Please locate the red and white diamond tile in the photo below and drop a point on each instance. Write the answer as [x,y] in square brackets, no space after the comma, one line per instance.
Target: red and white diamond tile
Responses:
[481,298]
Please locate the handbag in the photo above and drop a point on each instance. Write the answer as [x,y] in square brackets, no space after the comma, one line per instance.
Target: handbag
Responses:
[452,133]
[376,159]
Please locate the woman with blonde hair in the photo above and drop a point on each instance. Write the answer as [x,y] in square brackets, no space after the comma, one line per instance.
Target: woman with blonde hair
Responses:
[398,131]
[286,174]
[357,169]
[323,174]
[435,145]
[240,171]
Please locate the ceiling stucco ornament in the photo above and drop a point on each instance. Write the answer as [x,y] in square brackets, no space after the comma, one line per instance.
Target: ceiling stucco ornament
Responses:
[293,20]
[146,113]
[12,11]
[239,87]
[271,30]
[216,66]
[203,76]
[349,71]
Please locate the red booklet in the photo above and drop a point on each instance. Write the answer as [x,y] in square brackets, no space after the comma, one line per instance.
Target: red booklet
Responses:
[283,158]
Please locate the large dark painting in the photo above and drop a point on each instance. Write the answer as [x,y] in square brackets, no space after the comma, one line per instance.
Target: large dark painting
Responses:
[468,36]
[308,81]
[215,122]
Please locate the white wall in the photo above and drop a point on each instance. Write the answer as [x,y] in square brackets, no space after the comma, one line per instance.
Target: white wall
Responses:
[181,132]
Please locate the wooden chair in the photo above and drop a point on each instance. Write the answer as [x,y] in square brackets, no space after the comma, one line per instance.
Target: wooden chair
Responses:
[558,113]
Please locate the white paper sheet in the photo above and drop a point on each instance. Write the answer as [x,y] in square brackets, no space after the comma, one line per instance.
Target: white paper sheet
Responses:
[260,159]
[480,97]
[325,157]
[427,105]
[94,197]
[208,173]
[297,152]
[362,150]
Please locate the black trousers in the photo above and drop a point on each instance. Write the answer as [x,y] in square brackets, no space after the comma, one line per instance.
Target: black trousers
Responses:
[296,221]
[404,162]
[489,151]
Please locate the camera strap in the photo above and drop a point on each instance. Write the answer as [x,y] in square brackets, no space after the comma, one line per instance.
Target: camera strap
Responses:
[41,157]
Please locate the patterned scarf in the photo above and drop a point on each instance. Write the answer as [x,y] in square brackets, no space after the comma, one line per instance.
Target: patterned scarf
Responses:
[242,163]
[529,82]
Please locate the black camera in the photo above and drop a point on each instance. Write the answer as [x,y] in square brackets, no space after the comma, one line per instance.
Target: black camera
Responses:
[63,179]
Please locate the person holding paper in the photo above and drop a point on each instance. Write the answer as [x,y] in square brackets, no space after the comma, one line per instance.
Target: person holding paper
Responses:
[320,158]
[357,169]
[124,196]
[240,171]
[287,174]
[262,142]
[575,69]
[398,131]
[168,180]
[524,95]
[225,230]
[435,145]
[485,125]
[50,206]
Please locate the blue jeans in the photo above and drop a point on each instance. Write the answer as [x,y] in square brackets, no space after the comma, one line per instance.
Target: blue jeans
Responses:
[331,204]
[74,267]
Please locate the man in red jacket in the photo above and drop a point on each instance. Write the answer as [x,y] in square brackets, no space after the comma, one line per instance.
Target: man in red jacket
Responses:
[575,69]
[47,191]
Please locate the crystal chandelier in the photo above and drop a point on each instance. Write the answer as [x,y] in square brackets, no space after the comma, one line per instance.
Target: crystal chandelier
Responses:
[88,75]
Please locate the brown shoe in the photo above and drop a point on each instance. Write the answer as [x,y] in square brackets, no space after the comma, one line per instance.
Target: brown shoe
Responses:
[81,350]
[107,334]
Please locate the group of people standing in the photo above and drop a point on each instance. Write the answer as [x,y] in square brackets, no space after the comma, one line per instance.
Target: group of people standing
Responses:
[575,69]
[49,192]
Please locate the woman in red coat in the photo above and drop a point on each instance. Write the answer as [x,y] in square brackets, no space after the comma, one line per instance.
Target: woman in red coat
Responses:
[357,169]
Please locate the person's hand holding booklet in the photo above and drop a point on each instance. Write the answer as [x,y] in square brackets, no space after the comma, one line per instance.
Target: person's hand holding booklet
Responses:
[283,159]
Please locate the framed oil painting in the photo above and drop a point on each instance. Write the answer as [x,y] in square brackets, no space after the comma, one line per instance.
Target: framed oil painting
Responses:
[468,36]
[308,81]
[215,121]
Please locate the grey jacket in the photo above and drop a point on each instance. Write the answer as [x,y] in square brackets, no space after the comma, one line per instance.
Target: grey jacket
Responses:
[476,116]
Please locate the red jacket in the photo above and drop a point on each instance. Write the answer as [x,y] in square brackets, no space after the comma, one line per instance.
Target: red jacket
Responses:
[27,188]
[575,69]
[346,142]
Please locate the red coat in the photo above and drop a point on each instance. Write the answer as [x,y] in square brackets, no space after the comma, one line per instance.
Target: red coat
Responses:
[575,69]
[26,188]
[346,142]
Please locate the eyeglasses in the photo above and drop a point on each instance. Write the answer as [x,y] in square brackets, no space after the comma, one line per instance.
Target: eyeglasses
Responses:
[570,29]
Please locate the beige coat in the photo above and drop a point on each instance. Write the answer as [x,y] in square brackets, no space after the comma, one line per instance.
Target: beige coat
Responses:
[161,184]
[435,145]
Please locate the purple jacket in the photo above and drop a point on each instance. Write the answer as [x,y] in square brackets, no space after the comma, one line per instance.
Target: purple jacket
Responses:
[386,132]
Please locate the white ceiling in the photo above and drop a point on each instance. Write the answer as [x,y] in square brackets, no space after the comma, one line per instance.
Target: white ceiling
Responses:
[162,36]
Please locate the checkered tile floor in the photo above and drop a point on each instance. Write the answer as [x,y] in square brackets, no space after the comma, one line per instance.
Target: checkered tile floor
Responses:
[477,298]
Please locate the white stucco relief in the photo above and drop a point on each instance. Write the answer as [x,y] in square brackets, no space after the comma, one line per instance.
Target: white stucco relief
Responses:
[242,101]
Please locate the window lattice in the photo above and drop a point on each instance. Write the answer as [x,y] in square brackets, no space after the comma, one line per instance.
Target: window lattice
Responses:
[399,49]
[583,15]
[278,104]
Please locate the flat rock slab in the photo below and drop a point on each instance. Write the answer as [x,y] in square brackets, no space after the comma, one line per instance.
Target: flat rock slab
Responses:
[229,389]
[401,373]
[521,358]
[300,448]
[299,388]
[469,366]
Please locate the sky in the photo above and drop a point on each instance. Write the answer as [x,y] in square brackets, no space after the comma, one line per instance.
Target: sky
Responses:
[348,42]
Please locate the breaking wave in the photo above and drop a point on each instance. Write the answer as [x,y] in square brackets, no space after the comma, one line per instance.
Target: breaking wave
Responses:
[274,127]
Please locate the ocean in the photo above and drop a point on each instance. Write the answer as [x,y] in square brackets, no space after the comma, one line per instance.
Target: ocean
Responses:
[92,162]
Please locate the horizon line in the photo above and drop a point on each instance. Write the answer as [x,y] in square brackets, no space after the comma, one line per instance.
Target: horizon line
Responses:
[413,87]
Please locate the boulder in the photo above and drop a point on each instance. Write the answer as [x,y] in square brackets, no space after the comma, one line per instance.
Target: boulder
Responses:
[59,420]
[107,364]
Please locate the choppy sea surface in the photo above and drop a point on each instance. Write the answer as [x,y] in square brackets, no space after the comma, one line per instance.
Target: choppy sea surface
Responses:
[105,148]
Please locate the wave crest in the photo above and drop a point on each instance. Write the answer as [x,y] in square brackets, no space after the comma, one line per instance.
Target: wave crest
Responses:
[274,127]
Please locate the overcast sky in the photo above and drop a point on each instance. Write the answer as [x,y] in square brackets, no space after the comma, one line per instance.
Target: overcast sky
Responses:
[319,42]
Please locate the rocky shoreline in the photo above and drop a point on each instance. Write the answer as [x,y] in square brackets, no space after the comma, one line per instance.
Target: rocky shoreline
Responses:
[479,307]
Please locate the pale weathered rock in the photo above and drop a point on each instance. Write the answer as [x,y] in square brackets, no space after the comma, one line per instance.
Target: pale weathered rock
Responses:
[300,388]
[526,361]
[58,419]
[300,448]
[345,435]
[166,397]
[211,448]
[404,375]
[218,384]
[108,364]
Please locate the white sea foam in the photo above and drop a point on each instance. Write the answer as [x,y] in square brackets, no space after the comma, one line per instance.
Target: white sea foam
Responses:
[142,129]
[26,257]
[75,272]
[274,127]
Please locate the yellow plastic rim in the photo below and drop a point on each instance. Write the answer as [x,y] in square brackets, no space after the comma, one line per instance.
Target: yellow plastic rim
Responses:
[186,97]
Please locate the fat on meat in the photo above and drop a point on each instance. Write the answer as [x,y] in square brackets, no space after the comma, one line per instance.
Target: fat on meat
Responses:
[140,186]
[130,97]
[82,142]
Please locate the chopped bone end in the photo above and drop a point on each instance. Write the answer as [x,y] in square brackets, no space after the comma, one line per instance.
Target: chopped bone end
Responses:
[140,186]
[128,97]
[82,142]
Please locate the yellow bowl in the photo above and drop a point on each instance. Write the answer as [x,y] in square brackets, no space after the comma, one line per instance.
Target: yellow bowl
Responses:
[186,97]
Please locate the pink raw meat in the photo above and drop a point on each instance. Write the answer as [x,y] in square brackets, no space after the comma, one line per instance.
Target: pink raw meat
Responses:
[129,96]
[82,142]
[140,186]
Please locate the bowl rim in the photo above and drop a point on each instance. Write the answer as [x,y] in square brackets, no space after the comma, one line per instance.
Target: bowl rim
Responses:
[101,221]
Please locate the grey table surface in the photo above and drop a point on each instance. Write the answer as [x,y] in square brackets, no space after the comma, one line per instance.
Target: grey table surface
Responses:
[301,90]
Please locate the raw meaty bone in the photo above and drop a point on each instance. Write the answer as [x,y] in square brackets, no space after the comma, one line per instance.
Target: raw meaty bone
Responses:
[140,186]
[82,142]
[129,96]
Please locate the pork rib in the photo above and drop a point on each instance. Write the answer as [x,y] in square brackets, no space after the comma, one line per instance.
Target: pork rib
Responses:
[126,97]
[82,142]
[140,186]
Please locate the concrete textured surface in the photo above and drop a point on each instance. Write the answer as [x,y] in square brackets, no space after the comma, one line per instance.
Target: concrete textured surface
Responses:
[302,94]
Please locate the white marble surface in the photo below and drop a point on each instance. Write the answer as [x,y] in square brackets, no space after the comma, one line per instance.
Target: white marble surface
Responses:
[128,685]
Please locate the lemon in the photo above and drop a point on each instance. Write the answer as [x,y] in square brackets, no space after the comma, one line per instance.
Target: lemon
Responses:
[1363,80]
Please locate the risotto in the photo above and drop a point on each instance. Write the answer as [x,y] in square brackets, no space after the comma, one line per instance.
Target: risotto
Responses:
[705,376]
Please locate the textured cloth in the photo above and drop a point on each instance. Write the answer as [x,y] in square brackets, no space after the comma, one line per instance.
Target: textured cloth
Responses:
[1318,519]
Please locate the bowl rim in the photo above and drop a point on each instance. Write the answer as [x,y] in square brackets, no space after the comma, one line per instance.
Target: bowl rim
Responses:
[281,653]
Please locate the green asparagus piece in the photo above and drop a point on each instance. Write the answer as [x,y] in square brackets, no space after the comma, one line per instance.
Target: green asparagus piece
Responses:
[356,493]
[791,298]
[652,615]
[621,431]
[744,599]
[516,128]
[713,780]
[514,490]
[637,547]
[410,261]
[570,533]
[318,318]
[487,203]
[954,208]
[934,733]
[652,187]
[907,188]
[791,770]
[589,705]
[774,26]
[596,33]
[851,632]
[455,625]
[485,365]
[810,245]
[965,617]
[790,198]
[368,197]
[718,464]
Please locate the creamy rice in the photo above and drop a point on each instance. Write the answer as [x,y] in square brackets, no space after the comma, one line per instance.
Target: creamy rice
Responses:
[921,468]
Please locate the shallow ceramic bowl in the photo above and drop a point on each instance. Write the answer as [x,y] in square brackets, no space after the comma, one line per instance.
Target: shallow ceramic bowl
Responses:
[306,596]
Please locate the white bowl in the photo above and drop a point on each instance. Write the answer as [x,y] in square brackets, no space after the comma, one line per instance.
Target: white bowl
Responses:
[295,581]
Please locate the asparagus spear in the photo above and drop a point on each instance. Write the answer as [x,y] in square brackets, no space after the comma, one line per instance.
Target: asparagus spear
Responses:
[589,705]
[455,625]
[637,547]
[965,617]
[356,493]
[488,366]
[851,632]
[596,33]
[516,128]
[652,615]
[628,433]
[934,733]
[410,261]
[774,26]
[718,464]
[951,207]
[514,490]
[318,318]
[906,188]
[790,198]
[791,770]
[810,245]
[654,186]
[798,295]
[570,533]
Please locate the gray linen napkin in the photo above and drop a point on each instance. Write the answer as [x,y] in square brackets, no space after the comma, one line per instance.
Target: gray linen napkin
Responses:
==========
Please quote nothing but the lines from the line with "Please locate the creamy" through the end of the data above, exactly as written, ends included.

Please locate the creamy rice in the photo above and drop a point on each instance. Write the answer as [x,y] in square brackets, no space after the comma, one line per instance.
Target: creamy rice
Responses:
[921,468]
Please locate the shallow ceramic bowl in the photo above and drop a point on each instance. Write the answer as [x,y] in square brackets, no space after the comma, one line per instance.
Target: shallow ceramic bowl
Responses:
[306,596]
Please locate the white bowl in the photo above and drop a point on each instance. Write the answer as [x,y] in square brackets, no space after the comma, one line per instance.
Target: white bowl
Responses:
[295,581]
Please locate the asparagus spear in the photo above and drop a point on each instance. Write the answer as [x,y] in square brackets, no space after the comma, one line per instance.
Target: asparagus spear
Responses:
[589,705]
[455,625]
[637,547]
[965,617]
[356,493]
[488,366]
[851,632]
[596,33]
[516,128]
[652,615]
[628,433]
[934,733]
[410,261]
[774,26]
[718,464]
[951,207]
[514,490]
[318,318]
[906,188]
[790,198]
[791,770]
[810,245]
[654,186]
[798,295]
[570,533]
Please locate the gray linen napkin in the photo above and drop a point on each instance. Write the answer as [x,y] in square brackets, no space after the comma, one line per instance.
Target: gray linen napkin
Responses:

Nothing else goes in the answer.